** Problem 1 **
Answer each question from the article on National HIV Testing Week in Brent, using the same letters.
(a) On which dates does the week run?
(b) Which organization runs it, and on whose behalf?
(c) For what ages does Terrence Higgins Trust in Brent offer chlamydia screening?
** Problem 2 **
From the article on National HIV Testing Week in Brent, quote the passage from "A series of" to "HIV in Brent.".
** Problem 3 **
In the article on National HIV Testing Week in Brent, what reason does Badru Male give for saying that testing is nothing to be feared? Answer in one to three sentences.

** Source document **
PUBLISHED: 06:30 16 November 2016

Shops in Brent are backing the  launch of National HIV Testing Week

Shops in Brent are backing the launch of National HIV Testing Week

Archant

Residents in Brent are being encouraged to get tested for HIV as a national awareness week launches in the borough.

National HIV Testing Week, which runs from November 19-26, is run by Terrence Higgins Trust on behalf of HIV Prevention England.

A series of events throughout the week encourages people to take a painless, simple and quick test, particularly those most at-risk of HIV, including homosexual men and black African people.

The Terrence Higgins Trust will be at Willesden Green Library in the High Road on Monday, Central Middlesex Hospital on Wednesday and on Friday will be at the Brent Civic Centre Library in Wembley and the Methodist Church in Harlesden providing information and advice about sexual health and where and when to test for HIV in Brent.

Badru Male, community engagement officer at Terrence Higgins Trust Brent, said: “We’re encouraging local people here in Brent to find out more about HIV and sexual health this National HIV Testing Week.

“We’ll be at local library’s, local colleges, churches and the hospital during the week offering advice and information, and encouraging anyone who might be at risk to come and get a free, confidential HIV test.

“Today, if you test positive, effective treatment means you can live as long as anyone else, and when the amount of the virus in your blood is reduced to undetectable levels, this means you cannot pass on HIV. Testing puts you in control and is nothing to be feared.”

Dr Christian Jessen, television presenter and supporter of National HIV Testing Week, said: “I’m a fervent champion of National HIV Testing Week. I often find that people are really afraid of taking an HIV test – it can sound like a daunting prospect, but honestly it isn’t. Testing puts you in control.

“Many people living with HIV do not know they have it – and are therefore likely to unwittingly pass on the virus. On the other hand, those who get a positive result and onto effective treatment can live a long and healthy life, and cannot pass on HIV to others. It’s a no brainer.

“The challenge is now to bust the stigma that stops people getting tested in the first place. The sooner we can do that, the quicker we can stop HIV.”

Terrence Higgins Trust in Brent provides support, information and advice as well as chlamydia screening for young people ages 15 to 24.

** Given entries **
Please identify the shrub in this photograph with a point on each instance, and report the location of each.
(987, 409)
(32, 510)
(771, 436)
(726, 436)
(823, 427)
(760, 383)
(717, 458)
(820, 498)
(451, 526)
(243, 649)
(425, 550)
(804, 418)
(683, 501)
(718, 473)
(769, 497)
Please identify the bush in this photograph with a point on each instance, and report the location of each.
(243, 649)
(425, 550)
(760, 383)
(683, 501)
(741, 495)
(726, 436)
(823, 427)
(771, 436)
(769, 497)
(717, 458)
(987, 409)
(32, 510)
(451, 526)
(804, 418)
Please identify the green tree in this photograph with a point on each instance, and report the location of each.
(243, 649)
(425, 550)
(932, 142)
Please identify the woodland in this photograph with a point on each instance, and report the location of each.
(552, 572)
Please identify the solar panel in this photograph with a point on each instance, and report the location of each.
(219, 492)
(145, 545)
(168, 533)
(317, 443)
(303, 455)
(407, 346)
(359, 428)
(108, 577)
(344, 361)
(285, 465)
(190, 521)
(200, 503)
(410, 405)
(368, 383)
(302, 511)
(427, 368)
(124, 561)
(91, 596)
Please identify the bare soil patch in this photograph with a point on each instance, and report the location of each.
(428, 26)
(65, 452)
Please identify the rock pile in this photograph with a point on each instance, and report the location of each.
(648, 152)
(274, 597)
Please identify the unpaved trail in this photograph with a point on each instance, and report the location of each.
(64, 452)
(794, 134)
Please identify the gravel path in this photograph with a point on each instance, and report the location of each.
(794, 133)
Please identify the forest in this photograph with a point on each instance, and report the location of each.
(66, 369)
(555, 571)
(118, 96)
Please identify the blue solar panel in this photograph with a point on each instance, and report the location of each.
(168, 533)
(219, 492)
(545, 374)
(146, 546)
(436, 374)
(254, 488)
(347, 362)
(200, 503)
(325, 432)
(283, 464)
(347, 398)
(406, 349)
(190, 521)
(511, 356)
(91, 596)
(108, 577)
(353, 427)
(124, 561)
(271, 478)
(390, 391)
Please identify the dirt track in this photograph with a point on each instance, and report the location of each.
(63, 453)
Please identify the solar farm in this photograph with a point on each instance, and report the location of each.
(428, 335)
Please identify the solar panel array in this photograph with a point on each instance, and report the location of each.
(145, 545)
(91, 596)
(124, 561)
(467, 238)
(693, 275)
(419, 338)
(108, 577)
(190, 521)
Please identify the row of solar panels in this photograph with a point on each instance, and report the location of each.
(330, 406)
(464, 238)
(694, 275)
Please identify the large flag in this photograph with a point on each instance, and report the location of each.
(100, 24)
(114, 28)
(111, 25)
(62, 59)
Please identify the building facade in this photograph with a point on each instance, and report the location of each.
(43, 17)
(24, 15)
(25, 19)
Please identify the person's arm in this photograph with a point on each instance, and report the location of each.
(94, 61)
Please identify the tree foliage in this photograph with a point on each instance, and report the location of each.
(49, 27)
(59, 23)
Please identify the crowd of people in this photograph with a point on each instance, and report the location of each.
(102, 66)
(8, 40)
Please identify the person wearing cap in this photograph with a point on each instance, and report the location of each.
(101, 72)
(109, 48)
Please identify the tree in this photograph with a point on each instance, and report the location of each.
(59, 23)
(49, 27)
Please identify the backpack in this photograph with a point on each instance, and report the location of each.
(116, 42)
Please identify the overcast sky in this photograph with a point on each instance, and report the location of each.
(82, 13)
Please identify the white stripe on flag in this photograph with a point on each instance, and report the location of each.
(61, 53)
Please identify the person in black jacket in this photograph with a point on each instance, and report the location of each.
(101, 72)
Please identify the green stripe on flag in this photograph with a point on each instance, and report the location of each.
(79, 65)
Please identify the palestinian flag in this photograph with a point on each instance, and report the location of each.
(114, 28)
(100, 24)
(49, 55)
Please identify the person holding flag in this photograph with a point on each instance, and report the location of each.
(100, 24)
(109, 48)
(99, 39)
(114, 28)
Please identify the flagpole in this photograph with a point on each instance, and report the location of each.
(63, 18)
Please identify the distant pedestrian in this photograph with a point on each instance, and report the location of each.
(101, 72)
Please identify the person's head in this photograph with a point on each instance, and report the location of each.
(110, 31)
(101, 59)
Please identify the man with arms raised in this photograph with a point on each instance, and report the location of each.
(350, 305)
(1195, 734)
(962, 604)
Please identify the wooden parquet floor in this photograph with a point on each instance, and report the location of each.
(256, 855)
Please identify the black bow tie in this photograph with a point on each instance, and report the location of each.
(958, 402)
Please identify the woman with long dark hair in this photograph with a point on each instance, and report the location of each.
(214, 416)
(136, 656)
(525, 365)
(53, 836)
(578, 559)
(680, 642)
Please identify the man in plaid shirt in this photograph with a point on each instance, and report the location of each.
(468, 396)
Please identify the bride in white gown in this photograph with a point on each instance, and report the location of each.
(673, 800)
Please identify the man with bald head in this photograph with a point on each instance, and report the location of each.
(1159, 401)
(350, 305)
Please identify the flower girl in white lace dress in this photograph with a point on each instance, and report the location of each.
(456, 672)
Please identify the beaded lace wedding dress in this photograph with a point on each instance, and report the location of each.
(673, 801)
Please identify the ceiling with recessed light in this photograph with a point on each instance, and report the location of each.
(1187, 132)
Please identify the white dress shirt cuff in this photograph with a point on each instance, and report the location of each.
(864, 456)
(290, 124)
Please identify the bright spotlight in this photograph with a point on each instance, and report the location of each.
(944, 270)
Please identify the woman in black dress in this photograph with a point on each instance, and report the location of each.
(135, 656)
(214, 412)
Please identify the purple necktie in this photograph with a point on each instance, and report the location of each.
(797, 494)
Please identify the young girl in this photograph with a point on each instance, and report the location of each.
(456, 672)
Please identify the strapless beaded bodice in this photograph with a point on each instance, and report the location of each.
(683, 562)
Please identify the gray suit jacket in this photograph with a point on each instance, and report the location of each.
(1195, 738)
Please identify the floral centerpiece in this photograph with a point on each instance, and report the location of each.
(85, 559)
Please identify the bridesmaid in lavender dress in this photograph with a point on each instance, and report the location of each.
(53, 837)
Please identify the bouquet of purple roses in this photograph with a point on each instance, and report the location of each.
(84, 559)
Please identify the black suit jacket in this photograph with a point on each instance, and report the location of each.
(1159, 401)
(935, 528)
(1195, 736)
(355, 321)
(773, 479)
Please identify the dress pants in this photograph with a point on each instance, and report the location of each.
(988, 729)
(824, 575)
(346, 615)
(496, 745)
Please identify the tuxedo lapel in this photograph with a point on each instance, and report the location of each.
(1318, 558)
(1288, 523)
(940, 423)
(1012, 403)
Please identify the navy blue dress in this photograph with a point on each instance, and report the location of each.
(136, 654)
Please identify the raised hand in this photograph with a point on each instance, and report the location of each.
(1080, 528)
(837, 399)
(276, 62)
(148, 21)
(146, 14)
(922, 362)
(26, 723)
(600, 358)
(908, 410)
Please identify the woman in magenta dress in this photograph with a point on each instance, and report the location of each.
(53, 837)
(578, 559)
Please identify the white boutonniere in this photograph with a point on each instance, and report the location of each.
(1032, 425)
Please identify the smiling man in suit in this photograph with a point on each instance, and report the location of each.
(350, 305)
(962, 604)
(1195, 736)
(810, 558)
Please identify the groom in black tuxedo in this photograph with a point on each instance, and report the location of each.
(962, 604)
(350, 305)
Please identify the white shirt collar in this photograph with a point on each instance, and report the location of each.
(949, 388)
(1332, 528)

==

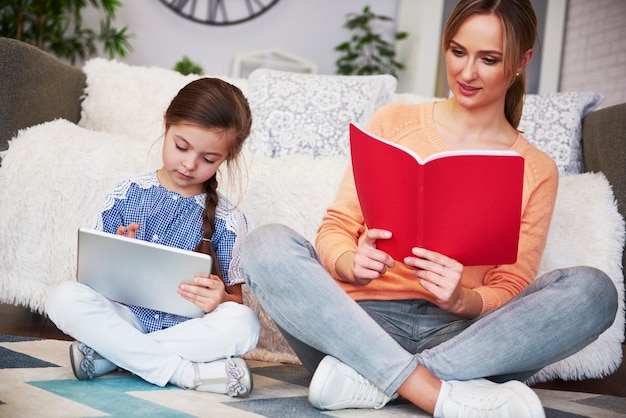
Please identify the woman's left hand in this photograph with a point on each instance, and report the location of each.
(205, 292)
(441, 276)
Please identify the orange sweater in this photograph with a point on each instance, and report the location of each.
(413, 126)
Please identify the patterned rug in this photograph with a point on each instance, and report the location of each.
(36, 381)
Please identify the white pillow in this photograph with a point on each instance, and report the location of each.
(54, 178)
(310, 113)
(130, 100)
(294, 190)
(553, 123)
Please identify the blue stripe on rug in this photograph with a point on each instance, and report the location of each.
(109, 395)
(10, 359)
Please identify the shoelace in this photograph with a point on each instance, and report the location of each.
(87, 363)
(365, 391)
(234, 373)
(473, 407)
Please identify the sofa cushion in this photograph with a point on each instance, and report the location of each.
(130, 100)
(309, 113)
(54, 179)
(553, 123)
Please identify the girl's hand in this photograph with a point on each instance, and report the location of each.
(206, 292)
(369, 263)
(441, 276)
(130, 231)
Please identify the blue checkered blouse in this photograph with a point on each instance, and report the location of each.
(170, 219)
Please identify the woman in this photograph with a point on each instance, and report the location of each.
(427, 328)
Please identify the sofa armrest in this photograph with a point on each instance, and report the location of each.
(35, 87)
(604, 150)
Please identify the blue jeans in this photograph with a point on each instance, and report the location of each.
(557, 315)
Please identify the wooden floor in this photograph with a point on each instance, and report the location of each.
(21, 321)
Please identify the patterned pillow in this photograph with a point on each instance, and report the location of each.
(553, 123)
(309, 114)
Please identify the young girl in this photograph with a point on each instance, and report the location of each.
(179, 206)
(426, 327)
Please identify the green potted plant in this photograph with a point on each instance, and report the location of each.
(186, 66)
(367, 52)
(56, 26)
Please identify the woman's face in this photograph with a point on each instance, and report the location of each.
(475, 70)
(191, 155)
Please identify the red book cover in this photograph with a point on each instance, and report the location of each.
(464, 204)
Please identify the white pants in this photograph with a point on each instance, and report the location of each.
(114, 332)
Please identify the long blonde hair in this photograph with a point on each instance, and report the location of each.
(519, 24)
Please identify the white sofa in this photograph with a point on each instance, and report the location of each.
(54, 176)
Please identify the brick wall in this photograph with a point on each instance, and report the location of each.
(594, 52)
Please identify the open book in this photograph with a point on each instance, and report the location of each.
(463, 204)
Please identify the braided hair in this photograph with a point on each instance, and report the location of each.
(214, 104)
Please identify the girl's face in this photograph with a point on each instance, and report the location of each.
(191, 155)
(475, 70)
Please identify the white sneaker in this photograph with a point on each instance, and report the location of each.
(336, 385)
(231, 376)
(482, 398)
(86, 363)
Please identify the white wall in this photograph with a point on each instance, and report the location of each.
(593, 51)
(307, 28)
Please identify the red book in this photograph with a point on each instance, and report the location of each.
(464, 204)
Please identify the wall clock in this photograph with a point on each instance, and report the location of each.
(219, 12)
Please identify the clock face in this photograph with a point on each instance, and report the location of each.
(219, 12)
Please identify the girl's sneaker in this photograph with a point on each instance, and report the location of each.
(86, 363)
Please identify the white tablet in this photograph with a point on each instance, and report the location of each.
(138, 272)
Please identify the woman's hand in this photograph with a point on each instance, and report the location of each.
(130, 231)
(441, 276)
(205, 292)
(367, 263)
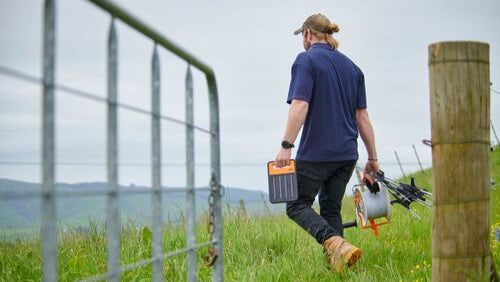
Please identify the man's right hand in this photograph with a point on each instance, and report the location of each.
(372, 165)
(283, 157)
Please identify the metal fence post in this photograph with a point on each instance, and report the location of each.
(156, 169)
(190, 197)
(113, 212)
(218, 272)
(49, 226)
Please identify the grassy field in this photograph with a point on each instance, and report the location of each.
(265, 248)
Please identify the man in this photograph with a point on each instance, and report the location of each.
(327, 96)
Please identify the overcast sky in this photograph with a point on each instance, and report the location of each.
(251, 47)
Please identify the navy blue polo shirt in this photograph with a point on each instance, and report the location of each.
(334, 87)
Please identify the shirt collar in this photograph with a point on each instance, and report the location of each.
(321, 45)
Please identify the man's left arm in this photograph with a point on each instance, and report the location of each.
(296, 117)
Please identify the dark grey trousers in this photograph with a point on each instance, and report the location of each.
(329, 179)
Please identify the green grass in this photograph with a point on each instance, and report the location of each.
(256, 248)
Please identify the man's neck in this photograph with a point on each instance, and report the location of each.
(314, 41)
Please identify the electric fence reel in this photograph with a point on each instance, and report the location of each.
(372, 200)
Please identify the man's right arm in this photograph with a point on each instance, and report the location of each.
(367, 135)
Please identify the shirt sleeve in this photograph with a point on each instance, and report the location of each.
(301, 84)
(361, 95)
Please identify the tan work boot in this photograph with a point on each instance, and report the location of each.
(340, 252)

** Task answer 1 **
(a) November 19-26.
(b) Terrence Higgins Trust, on behalf of HIV Prevention England.
(c) Young people aged 15 to 24.

** Task answer 2 **
A series of events throughout the week encourages people to take a painless, simple and quick test, particularly those most at-risk of HIV, including homosexual men and black African people.

The Terrence Higgins Trust will be at Willesden Green Library in the High Road on Monday, Central Middlesex Hospital on Wednesday and on Friday will be at the Brent Civic Centre Library in Wembley and the Methodist Church in Harlesden providing information and advice about sexual health and where and when to test for HIV in Brent.

** Task answer 3 **
Effective treatment now means that someone who tests positive can live as long as anyone else. When the amount of the virus in the blood is reduced to undetectable levels, that person cannot pass on HIV.